Продолжите фрагмент о переправе роты через реку Танев, начав сразу после его последнего предложения.

◆ ИСХОДНЫЙ ФРАГМЕНТ
'''
Гута Кржешовская, богатая деревня, лежащая в вековом сосновом бору, не была похожа на те деревни, которые мы до сих пор видели в Польше. Большие, широко раскинувшиеся халупы со многими хозяйственными постройками были обнесены каждая высоким тыном. Рота расположилась с большими удобствами, пользоваться которыми пришлось, к сожалению, очень недолго. 1 сентября батальон выступил. На окраине деревни нас встретил командир полка и здоровался с ротами. Не плутая на этот раз по лесу, мы легко вышли на большую дорогу и заняли свое место в авангарде полка. 6-я рота была назначена в головную часть батальона. Часам к 11 мы подошли к реке Танев. Мост через реку был сожжен, и гвардейские саперы работали над его восстановлением. На старые полуобгоревшие устои были положены доски, и люди 6-й роты стали переходить на другой берег. Моя 7-я рота переходила вслед за 6-й. Поодиночке, на три шага расстояния один от другого, не спеша, люди шли по шатким доскам настила. Ко мне подошел Тухачевский. «Пятки замочить боятся», сказал он. «Позвольте я переведу роту вброд, здесь не глубоко». «Конечно — нет», ответил я ему, «есть распоряжение переходить по мосту и менять его не к чему, тем более, что холодно. А если вам нравится, можете переходить вброд один». «Слушаю, господин поручик!» И тут же, отстегнув боевой ремень с револьвером и подняв руки кверху, соскочил с берега в воду. Вода была ему по грудь. К удивлению усмехавшихся людей роты, идущих по мосту, он пошел через реку, бодро разгребая воду одной, свободной рукой.
'''
◆ ИСХОДНЫЕ СТРОКИ
'''
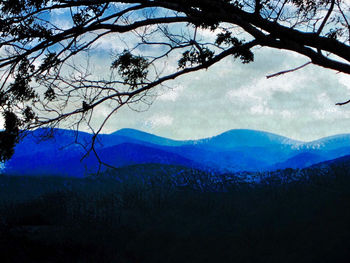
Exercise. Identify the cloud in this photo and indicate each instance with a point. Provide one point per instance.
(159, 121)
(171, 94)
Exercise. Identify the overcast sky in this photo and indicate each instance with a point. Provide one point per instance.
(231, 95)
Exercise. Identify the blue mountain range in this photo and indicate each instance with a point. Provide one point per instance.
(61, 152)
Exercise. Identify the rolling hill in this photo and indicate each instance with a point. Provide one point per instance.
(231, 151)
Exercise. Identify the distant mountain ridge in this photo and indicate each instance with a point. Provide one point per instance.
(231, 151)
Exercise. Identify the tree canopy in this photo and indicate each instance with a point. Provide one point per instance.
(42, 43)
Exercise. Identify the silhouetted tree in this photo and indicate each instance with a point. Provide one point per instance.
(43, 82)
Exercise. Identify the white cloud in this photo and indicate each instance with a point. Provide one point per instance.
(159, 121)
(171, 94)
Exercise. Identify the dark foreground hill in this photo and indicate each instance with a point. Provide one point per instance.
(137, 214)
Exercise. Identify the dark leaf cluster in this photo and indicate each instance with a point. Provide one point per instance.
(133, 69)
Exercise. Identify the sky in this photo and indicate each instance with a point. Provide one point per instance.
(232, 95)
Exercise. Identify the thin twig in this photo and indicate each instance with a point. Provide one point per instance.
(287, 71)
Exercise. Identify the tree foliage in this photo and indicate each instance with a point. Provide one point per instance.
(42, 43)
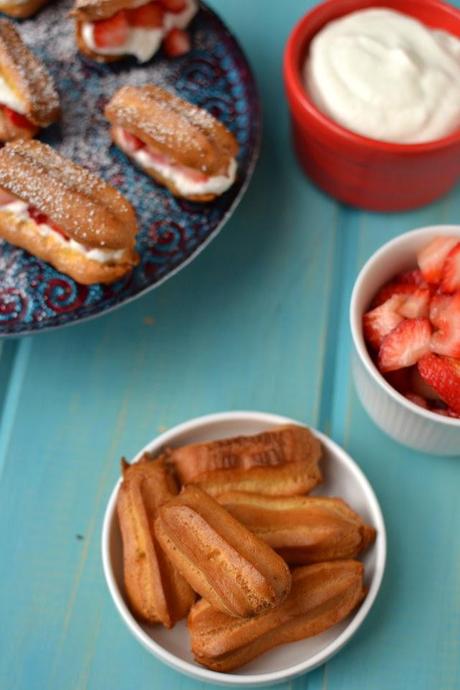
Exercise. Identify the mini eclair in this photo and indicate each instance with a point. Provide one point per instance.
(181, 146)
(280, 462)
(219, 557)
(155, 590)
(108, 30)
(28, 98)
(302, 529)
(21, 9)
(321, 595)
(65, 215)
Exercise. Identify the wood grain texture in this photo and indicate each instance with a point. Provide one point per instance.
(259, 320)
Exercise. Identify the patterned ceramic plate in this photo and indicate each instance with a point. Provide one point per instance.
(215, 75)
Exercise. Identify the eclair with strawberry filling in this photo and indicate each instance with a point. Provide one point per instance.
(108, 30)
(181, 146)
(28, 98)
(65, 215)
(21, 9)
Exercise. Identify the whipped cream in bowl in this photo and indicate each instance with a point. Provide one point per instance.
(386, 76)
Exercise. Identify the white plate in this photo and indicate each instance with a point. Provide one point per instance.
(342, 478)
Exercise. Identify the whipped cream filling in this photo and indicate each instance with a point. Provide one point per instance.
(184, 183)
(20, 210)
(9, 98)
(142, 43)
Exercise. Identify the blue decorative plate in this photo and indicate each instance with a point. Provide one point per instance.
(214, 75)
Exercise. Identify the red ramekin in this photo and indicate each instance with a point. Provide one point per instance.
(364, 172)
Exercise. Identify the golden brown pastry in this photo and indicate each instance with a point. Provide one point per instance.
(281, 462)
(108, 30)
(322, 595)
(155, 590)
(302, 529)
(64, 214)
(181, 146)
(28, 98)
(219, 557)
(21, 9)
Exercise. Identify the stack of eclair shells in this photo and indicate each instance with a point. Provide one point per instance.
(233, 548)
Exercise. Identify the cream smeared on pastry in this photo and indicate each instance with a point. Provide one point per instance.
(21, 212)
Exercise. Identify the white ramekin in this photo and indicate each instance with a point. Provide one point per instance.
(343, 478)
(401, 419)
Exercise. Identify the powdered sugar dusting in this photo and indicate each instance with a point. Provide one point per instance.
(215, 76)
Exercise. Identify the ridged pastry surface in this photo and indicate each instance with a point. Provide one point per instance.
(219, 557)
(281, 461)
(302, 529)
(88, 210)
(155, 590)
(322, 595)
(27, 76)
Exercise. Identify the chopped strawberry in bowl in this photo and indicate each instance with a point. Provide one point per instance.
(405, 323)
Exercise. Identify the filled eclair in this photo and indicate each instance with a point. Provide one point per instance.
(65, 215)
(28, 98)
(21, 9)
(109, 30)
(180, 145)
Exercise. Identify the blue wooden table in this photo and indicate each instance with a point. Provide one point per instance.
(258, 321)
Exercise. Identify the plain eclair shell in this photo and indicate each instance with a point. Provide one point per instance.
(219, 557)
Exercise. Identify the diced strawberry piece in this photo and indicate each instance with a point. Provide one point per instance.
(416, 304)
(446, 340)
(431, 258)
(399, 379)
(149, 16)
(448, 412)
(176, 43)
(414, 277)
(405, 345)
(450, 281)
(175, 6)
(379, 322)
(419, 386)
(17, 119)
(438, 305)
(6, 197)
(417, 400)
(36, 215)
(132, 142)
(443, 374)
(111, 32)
'''
◆ ОТВЕТ
Когда рота закончила переправу, к мосту уже подошел 1-й батальон и, составив винтовки в козлы и разведя костры, стал готовить неизменный солдатский чай. День был холодный, моросил мелкий дождь и дул северный ветер.

У самого моста, с правой стороны дороги стояла маленькая полусгоревшая сторожка. Феодосий Александрович и я зашли туда погреться, так как его люди уже успели развести в ней огонь.Сторожка была набита солдатами обеих рот. Там мы нашли Тухачевского, который, раздевшись, сушил у огня свои вещи. Феодосий Александрович добродушно посмеялся над его молодостью.

В это время на улице, где, составив винтовки в козлы, люди отдыхали, какой-то болван, кто — мы так и не дознались, крикнул: «Конница немцев!» Люди бросились к винтовкам, раздалось несколько выстрелов, куда — неизвестно, но объятые паникой, солдаты 6-й и 7-й рот побежали к реке. Феодосий Александрович, скверно ругаясь и колотя плашмя шашкой по спинам солдат, немедленно привел свою роту в порядок, а мне удалось сравнительно легко собрать роту, скомандовав: «Рота, ко мне!» Тухачевский, совершенно голый, с наганом в руке стоял на правом фланге роты. Мне говорили, что в 1-м батальоне на том берегу реки Танев был ранен один солдат. Не знаю, правда ли это. Конница же — несколько всадников, — которая действительно была видна на опушке леса, были наши уланы Его Величества.

Вскоре после этого неприятного инцидента пришел командир батальона. Сказав, что наш батальон назначен в сторожевое охранение, он приказал моей 7-й роте выставить охранение на высоте перелеска в 2 верстах от Танева, к югу от дороги, фронтом на юго-запад.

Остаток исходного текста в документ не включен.